DATA SECTION =>
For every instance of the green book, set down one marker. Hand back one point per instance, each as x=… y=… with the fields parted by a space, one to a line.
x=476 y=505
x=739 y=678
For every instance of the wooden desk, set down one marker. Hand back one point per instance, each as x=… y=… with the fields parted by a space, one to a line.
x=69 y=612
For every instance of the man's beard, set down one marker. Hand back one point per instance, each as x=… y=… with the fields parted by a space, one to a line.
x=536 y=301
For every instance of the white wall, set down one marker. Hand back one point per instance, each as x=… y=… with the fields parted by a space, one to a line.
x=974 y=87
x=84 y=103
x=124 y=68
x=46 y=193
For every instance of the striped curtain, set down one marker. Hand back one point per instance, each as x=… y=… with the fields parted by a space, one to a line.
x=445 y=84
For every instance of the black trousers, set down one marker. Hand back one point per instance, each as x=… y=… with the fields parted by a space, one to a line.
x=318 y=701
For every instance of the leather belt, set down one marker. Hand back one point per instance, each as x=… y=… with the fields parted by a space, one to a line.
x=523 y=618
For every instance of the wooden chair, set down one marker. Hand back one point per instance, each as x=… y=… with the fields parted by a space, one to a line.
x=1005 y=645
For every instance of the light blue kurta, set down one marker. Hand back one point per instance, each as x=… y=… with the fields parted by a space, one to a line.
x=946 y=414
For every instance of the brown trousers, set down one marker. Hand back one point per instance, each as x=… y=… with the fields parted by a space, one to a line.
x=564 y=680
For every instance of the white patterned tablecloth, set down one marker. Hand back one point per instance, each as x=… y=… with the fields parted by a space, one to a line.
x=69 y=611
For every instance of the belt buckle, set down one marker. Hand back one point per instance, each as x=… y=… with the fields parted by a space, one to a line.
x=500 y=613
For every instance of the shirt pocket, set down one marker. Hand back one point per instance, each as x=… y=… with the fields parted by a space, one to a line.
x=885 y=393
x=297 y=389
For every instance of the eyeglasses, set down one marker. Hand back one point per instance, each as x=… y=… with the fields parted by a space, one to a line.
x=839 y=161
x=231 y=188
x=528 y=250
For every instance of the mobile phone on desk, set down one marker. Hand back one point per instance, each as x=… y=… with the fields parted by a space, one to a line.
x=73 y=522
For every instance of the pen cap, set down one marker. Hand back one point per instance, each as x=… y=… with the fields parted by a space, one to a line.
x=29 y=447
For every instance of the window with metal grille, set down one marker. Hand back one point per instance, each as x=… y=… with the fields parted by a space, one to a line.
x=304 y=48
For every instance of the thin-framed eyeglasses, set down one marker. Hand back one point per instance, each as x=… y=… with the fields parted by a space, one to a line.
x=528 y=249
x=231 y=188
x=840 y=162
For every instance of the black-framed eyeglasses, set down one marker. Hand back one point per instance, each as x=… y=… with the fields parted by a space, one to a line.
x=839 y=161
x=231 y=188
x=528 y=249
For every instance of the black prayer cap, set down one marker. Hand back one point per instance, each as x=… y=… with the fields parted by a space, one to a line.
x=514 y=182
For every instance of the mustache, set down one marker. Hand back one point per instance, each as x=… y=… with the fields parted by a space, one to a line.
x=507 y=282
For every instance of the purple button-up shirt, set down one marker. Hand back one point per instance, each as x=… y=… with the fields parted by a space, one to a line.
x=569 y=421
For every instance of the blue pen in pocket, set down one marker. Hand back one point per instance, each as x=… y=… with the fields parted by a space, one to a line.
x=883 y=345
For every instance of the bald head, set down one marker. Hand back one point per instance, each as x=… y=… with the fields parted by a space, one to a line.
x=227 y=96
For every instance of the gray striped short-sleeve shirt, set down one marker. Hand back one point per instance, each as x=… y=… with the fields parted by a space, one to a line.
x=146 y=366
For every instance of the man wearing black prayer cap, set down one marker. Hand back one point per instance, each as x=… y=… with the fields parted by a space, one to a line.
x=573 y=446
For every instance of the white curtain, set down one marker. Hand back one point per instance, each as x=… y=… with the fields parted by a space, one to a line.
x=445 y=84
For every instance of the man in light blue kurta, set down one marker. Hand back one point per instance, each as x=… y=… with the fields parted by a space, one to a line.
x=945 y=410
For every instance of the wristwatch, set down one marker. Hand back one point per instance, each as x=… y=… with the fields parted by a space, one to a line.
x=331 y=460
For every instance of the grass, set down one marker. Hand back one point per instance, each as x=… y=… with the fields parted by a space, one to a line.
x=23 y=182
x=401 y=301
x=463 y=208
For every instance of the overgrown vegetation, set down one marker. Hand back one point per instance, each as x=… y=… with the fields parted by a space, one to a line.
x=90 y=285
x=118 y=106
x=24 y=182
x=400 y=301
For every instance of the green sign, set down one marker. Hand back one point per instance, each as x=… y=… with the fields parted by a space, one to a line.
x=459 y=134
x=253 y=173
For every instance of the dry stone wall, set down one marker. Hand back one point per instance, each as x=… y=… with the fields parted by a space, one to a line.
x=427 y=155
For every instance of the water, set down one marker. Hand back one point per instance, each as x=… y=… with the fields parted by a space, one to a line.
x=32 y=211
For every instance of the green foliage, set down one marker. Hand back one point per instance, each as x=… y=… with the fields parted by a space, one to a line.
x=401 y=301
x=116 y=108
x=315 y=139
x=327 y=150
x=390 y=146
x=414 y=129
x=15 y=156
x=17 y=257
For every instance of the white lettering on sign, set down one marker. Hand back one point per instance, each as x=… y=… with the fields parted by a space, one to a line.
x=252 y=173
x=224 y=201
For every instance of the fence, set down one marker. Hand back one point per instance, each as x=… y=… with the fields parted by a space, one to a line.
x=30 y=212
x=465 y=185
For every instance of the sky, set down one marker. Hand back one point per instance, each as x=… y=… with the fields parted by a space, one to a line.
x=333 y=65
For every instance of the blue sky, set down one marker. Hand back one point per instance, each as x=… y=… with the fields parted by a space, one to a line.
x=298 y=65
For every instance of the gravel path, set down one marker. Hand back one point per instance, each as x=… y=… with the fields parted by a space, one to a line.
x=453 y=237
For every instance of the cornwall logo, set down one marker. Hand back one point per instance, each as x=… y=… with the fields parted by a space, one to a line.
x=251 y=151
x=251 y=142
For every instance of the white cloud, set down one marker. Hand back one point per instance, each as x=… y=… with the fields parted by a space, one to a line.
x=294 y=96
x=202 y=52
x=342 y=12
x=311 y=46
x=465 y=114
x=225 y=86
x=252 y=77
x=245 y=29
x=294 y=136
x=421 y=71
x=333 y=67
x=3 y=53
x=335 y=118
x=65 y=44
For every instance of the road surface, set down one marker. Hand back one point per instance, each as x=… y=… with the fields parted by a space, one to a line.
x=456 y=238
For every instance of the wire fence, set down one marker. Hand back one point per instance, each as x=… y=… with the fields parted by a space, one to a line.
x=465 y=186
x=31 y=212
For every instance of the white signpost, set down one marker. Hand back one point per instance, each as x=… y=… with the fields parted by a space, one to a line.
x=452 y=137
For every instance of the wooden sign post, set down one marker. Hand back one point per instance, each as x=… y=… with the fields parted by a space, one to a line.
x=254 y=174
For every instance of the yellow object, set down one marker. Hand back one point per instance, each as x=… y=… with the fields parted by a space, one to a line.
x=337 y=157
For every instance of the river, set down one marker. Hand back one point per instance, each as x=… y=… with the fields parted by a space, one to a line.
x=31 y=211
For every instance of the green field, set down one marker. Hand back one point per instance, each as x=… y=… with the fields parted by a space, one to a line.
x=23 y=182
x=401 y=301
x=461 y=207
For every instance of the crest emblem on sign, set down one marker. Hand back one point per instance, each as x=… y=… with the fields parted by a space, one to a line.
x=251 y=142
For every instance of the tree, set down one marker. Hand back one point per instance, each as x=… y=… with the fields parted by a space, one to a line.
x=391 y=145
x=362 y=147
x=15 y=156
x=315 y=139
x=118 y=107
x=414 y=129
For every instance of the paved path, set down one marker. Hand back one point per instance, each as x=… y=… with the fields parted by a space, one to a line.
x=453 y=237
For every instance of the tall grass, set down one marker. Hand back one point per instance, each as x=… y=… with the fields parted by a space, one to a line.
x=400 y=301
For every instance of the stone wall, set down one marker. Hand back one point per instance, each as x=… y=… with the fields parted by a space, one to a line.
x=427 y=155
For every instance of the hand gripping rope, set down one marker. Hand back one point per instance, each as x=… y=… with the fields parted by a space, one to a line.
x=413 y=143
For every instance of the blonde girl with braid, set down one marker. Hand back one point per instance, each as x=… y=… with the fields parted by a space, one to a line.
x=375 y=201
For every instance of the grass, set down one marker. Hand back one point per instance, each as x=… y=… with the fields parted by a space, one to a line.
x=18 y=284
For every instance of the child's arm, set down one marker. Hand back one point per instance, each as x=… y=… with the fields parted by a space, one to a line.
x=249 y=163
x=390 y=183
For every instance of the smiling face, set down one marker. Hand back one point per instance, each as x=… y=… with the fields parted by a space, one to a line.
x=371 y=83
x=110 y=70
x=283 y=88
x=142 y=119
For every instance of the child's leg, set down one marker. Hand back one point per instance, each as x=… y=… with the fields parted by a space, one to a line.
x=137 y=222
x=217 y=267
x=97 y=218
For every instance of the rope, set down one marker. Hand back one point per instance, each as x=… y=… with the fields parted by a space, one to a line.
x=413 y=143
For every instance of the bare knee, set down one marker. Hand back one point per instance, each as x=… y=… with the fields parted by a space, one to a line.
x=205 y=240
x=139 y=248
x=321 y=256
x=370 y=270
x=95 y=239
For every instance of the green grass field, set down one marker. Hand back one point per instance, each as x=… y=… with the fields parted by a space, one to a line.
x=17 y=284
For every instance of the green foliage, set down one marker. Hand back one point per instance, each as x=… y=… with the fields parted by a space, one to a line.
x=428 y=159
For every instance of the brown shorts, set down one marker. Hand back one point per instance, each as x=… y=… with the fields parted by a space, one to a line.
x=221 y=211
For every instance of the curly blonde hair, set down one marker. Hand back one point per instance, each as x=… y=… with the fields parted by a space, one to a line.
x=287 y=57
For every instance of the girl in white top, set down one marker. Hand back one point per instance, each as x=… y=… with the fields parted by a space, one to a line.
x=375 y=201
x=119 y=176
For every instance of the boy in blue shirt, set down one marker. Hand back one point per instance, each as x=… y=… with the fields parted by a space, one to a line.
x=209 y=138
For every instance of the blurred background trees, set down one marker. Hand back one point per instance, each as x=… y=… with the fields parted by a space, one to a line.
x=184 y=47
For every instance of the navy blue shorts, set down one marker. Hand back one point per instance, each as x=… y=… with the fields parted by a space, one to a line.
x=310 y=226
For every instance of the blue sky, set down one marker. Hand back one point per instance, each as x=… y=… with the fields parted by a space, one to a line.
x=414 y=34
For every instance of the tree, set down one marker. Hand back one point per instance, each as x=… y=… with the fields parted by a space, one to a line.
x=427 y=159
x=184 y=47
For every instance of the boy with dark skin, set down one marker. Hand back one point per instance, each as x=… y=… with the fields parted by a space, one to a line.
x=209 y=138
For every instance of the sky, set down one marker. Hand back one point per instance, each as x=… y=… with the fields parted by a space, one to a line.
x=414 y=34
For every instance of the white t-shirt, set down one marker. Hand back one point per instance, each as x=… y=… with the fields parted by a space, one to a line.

WHAT THE EXERCISE ASKS => Carry over the lines above, from the line containing "For every instance of the brown shorts, set" through the line containing "x=310 y=226", both included. Keep every request line as it is, and add 110 to each x and y coordinate in the answers.

RESULT =>
For every instance of the brown shorts, set down one marker. Hand back one point per instance, each as x=… y=… with the fields parted by a space, one to a line.
x=331 y=321
For every instance of the curly blonde hair, set down one marker. Hand back one point per instance, each as x=… y=… with the fields parted by a space, one to a line.
x=397 y=167
For every instance of the girl in white top, set down one marker. Hand back one point per instance, each as x=… y=… with the fields parted by a space, one to a line.
x=485 y=311
x=229 y=286
For every instance of the boy in blue shirt, set down one marker. Hand back one point per instance, each as x=… y=… with the fields parted by a space, one to a line.
x=319 y=248
For every instance of the blurred background trees, set down one marker. Hand back one point per instance, each as x=… y=… with the fields parted by a space, one to a line.
x=294 y=157
For every instance of the navy blue shorts, set down one marker. Hand back one point per instance, each as x=… y=… with the fields parted by a space, one to a line.
x=420 y=336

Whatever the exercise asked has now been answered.